Rewrite the lines below, from the line containing "Where can the sun" through the last line, requests included. Multiply every coordinate in the answers by 0.9 and round to whole numbers, with halves rounded up.
--- Start ---
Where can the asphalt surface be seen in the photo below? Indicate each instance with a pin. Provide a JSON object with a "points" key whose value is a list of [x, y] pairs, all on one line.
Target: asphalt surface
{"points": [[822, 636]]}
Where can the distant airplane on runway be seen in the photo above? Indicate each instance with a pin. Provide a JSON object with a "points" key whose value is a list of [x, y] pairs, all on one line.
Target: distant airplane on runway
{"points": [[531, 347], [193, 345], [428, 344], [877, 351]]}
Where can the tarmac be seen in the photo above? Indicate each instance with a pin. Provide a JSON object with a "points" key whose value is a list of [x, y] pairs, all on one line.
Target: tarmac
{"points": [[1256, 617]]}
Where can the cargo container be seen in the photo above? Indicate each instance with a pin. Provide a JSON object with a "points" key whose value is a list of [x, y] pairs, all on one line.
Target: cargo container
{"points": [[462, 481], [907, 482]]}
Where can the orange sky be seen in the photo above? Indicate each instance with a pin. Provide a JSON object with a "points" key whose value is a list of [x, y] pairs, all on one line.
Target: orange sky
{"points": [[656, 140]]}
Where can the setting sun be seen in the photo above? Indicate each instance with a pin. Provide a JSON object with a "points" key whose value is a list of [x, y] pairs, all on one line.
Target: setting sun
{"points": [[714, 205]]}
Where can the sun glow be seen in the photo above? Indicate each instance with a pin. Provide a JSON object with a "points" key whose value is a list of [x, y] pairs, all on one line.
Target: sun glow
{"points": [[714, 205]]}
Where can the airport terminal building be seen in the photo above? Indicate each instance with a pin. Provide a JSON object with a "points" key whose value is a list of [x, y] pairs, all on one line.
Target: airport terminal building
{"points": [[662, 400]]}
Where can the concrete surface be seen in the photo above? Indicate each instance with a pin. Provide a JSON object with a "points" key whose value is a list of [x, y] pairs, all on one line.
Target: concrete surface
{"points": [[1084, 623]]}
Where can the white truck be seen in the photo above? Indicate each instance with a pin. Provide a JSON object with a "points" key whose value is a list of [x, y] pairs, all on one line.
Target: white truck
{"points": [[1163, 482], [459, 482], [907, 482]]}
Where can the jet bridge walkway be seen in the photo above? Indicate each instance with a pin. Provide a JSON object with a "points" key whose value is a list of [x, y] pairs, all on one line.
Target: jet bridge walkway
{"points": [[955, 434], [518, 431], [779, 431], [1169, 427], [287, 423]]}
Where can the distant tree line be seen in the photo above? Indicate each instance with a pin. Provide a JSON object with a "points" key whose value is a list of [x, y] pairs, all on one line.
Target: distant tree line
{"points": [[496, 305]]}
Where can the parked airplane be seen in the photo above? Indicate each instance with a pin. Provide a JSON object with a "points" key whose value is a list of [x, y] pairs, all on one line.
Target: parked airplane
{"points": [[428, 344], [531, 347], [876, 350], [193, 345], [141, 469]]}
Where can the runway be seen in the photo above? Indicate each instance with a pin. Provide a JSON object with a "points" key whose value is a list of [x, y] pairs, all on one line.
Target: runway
--- End ---
- [Task output]
Where can the sun glow be seen in the photo above? Indicate each instance with a pin. Provide a JSON object with a "points" key whose value is a list of [x, y] pairs, all on one line.
Target: sun glow
{"points": [[643, 185]]}
Where can the airport terminal building be seen in the photo above? Indicate each instance with a pin. Provide a JSON object with a "points" key whose value is a list of [x, y] pairs, all on one line.
Target: airport terminal building
{"points": [[596, 360]]}
Where can the concrete surface be seen in the photo above? Indicate each instance with a pin. Provide a JSON object with a "points" key whose value is a list of [x, y] pairs, all on one line.
Target: concrete surface
{"points": [[976, 561]]}
Where can the white truck be seen in the photo above? Indicate each instance with a pin. Provide a JSON object with a "points" key whose value is a list of [x, y] pairs, all on one line.
Target: white truck
{"points": [[1047, 434], [413, 434], [816, 434]]}
Where can the jet bridge walkway be seen in the photo above? Indicate each instance with a pin. Provide a JSON object with a "points" key whose value is a list of [x, y] pairs, all on one line.
Target: jet bridge walkway
{"points": [[860, 391], [466, 388], [701, 388], [1052, 384], [258, 381]]}
Where can the distant tree line be seen in the photo above? Indicate each instance with a pin. Provide a JSON object with a "points" key whose value is a list of [x, y] pairs, all on one line.
Target: distant tree line
{"points": [[446, 275]]}
Where can the parked airplane be seen in the photo above? Indicate each instance with a pin. Provide a JSON object with a "points" key whose value is a list of [x, y] pairs, all on one line.
Target: parked airplane
{"points": [[385, 310], [478, 312], [788, 315], [174, 311], [127, 422]]}
Where can the runway be seen in the photo above? Indicate each instance with a pin. Provide a JSON object with a "points" key whose value is a list of [x, y] pairs, all on one line.
Target: runway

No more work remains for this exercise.